> Exercise objective:
Would you please set down the lines of the data from the one containing "Where can you see the overcast" to the final line, exactly and only those?

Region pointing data
• • • •

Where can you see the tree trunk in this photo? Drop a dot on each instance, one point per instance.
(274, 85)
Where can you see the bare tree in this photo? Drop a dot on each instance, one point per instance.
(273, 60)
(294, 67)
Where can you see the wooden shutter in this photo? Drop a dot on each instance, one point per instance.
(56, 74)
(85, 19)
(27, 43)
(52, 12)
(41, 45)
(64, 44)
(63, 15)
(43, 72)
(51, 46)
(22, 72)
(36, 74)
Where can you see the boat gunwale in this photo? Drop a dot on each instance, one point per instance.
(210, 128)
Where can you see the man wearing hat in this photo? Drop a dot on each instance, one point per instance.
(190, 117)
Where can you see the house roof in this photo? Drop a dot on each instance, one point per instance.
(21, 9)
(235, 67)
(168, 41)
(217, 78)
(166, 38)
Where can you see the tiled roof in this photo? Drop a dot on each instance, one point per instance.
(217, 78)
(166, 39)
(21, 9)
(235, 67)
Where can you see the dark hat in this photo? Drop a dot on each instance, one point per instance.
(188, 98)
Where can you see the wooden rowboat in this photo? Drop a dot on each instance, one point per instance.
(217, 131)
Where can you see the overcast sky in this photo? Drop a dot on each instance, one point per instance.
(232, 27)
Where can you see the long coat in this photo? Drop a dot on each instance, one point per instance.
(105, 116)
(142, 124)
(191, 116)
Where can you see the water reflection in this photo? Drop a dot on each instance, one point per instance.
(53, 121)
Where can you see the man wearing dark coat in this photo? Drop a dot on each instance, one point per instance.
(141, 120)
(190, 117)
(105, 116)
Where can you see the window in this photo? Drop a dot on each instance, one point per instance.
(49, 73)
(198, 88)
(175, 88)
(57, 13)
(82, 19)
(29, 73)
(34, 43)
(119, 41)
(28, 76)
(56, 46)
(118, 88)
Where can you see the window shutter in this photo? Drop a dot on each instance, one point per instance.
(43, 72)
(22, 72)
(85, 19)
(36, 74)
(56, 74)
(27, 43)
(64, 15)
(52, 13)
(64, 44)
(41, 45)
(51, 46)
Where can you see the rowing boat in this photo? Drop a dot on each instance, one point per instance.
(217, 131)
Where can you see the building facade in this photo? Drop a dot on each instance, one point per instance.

• • • •

> Solution to the exercise:
Where can you see the overcast sky in this photo? Drop a dot on each instance, one point per instance.
(232, 27)
Where can you see the long coat in this photo? Drop a dot on each instance, one point per instance.
(105, 116)
(142, 124)
(191, 116)
Where can you see the water reflection in this photo? Drop a dot on each instance, one point per instance.
(53, 121)
Where can you see the man wearing dark coat in this photo? Drop a dot on each instance, one point per instance.
(141, 120)
(190, 117)
(105, 116)
Where can you see the window in this photo? Drop a dot on each instance, one point per instance.
(49, 73)
(198, 88)
(175, 88)
(57, 13)
(82, 19)
(29, 73)
(34, 43)
(119, 41)
(28, 76)
(56, 46)
(118, 88)
Where can you see the window shutter in this photo? Drop a dot on each instance, one point per instance.
(43, 72)
(22, 72)
(85, 19)
(36, 74)
(56, 74)
(27, 43)
(64, 15)
(52, 13)
(64, 44)
(41, 45)
(51, 46)
Where can you see the rowing boat in this photo? Drop a dot on each instance, one point per instance.
(217, 131)
Where can you see the building facade in this photo? Drop a dot on each instance, one point per instance.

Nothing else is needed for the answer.